Lines from a box labeling dataset:
_ _ _
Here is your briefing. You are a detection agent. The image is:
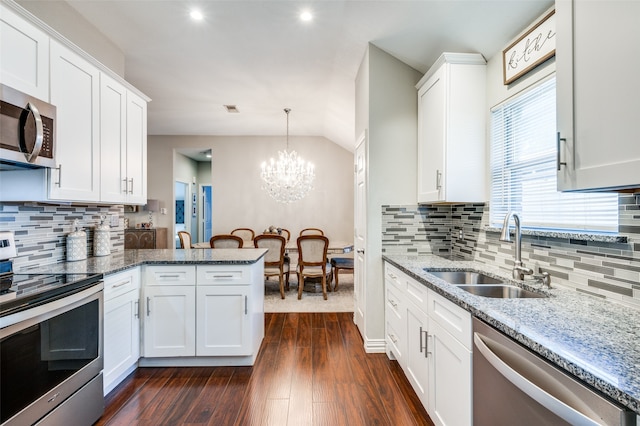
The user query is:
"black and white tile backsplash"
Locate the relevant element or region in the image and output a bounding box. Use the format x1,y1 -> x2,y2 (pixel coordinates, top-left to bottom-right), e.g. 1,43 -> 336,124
0,203 -> 124,269
382,194 -> 640,308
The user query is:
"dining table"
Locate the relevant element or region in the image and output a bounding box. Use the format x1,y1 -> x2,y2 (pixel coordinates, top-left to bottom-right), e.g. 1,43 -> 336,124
193,240 -> 353,254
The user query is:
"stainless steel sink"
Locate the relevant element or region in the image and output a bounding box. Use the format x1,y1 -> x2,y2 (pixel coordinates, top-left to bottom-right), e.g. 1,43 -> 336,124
458,285 -> 547,299
425,269 -> 504,285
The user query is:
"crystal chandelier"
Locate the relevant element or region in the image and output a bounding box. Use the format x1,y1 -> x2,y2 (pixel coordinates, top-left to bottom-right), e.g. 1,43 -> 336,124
260,108 -> 316,204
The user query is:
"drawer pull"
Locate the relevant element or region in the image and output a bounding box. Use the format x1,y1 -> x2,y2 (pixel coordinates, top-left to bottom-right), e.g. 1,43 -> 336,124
111,280 -> 131,288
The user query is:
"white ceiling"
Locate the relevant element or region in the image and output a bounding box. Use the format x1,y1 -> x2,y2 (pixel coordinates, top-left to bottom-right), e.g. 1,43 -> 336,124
68,0 -> 553,151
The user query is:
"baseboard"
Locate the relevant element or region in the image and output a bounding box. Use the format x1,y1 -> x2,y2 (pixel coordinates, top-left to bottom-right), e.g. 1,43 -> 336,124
364,338 -> 387,354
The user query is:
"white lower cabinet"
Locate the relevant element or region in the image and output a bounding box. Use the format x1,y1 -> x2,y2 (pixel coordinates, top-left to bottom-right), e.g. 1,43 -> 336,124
405,303 -> 430,407
196,286 -> 252,356
144,282 -> 196,357
140,261 -> 264,366
385,263 -> 472,426
103,267 -> 140,395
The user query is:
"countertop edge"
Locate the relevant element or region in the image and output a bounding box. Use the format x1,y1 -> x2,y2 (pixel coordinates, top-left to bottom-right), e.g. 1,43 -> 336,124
382,255 -> 640,415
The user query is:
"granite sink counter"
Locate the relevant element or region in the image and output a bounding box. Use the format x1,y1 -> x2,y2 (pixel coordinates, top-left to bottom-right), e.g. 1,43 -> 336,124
383,255 -> 640,414
16,248 -> 267,275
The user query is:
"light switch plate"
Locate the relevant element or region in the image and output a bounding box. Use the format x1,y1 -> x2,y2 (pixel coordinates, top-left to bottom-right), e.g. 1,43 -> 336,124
0,231 -> 17,260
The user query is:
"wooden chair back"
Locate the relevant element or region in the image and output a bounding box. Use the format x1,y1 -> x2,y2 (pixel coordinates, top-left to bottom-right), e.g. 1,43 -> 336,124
300,228 -> 324,237
231,228 -> 256,241
178,231 -> 193,249
209,234 -> 244,248
253,234 -> 287,267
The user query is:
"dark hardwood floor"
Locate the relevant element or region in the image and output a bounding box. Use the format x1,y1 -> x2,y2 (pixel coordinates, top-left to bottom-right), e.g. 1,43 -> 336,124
97,313 -> 433,426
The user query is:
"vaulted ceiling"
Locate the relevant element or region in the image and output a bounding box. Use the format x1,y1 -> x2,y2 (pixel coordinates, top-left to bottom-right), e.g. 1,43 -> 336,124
67,0 -> 553,151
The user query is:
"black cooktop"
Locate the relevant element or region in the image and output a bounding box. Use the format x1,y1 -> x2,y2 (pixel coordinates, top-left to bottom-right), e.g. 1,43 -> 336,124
0,273 -> 102,317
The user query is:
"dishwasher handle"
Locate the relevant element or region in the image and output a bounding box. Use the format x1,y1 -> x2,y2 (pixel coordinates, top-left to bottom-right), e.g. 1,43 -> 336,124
473,332 -> 600,426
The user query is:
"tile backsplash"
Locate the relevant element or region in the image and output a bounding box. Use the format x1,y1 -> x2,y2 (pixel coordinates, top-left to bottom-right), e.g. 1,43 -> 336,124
0,203 -> 124,269
382,194 -> 640,308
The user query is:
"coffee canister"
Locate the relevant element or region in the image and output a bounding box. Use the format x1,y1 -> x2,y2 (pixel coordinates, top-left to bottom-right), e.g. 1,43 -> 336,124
93,216 -> 111,256
67,219 -> 87,262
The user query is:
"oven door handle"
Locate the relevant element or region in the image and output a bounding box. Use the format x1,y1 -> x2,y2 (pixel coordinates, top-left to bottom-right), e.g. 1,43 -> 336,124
473,332 -> 600,426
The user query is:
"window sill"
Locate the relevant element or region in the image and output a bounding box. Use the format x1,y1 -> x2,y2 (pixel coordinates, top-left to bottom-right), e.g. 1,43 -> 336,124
484,226 -> 629,244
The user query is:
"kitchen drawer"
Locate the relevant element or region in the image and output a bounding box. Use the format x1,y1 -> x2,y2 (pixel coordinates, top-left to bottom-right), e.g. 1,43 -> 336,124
104,267 -> 140,302
403,274 -> 429,312
384,262 -> 405,291
197,265 -> 252,285
144,265 -> 196,286
386,287 -> 405,323
428,291 -> 472,350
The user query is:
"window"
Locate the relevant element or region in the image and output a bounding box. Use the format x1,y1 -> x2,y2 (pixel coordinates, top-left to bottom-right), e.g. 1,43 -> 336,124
489,76 -> 618,232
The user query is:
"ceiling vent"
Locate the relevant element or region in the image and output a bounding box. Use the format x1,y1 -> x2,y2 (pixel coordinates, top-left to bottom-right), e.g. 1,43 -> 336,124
223,105 -> 240,112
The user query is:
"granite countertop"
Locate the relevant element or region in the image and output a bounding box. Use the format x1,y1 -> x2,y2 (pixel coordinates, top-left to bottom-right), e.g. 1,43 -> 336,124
383,255 -> 640,414
14,248 -> 267,275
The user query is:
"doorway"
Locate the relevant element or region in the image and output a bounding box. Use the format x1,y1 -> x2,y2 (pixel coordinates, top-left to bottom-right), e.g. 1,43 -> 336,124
200,185 -> 213,241
173,180 -> 191,248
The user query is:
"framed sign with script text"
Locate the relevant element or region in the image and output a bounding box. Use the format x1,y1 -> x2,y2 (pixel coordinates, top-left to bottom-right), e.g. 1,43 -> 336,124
502,10 -> 556,85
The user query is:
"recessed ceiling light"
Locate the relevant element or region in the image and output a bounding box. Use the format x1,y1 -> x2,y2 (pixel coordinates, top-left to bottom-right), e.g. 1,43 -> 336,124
189,9 -> 204,21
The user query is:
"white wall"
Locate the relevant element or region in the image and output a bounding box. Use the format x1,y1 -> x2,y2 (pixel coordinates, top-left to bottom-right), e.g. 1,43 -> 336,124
355,44 -> 422,352
16,0 -> 125,78
147,136 -> 353,246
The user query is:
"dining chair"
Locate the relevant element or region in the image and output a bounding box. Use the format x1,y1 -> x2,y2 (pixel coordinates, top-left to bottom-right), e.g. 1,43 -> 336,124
296,235 -> 332,300
231,228 -> 256,241
253,234 -> 289,299
300,228 -> 324,237
209,234 -> 244,248
178,231 -> 193,249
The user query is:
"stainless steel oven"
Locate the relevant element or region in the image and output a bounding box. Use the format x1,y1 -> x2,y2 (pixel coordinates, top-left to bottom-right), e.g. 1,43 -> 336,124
0,84 -> 56,170
0,275 -> 104,426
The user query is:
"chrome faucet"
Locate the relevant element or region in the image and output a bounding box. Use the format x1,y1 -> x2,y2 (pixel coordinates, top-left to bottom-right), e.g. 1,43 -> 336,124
500,212 -> 533,280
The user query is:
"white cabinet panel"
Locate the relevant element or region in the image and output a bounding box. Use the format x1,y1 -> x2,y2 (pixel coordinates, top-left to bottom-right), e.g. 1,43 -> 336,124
196,285 -> 253,356
416,53 -> 487,203
104,268 -> 140,395
49,40 -> 100,201
556,0 -> 640,191
429,321 -> 470,426
144,285 -> 196,357
0,4 -> 49,102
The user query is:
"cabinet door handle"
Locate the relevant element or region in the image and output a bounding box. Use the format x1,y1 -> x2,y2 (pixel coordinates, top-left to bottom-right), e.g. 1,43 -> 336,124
556,132 -> 567,171
54,164 -> 62,188
111,280 -> 131,288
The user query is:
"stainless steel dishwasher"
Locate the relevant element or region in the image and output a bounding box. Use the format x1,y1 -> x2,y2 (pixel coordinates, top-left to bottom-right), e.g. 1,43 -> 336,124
473,318 -> 636,426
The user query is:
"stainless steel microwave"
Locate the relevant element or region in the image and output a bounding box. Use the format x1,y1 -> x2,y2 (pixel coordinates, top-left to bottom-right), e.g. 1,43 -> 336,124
0,84 -> 56,170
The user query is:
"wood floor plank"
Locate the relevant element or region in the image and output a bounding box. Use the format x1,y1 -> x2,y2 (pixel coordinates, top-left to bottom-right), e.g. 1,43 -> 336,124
97,313 -> 433,426
185,367 -> 234,425
287,346 -> 313,426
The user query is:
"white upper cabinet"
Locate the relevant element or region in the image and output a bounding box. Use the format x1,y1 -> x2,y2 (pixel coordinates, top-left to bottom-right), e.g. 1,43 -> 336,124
126,91 -> 147,204
416,53 -> 487,203
49,40 -> 100,201
0,4 -> 49,102
100,73 -> 147,204
556,0 -> 640,191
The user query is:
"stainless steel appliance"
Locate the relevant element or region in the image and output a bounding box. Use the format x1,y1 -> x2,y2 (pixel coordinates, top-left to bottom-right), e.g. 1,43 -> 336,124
473,318 -> 636,426
0,84 -> 56,170
0,233 -> 104,426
_ _ _
Reproduce everything from the start of the lines down to the line containing "260,108 -> 316,204", raising every coordinate in the answer boxes by 84 and leaving all other text as it is. Omit the pictures.

- _The answer_:
Here is your briefing. You are a detection agent. The image is:
The user query is:
"black and white tile backsplash"
Locate the relevant element or region in the image and output a bounding box. Use the format x1,y1 -> x2,y2 (pixel coordinates, top-left to bottom-right), e.g. 1,43 -> 336,124
84,287 -> 208,353
466,278 -> 724,392
The user query is:
"dining table"
Locate the relevant element or region in the image and output a bounding box. Use the format x1,y1 -> x2,y2 (pixel coordinates, top-left to bottom-right), e.g. 1,43 -> 336,124
277,324 -> 437,338
The user query is:
"stainless steel sink"
Locate the relevant element or region in the image and output a bounding box. Use the format x1,y1 -> x2,y2 (pixel coordinates, top-left to bottom-right), e.g. 1,43 -> 336,124
542,369 -> 631,383
509,353 -> 588,369
The user query is:
"crystal chandelier"
Locate the relevant element or region in the image and output a bounding box. Use the format x1,y1 -> x2,y2 (pixel coordinates, top-left to bottom-right), e.g. 1,43 -> 336,124
344,192 -> 400,288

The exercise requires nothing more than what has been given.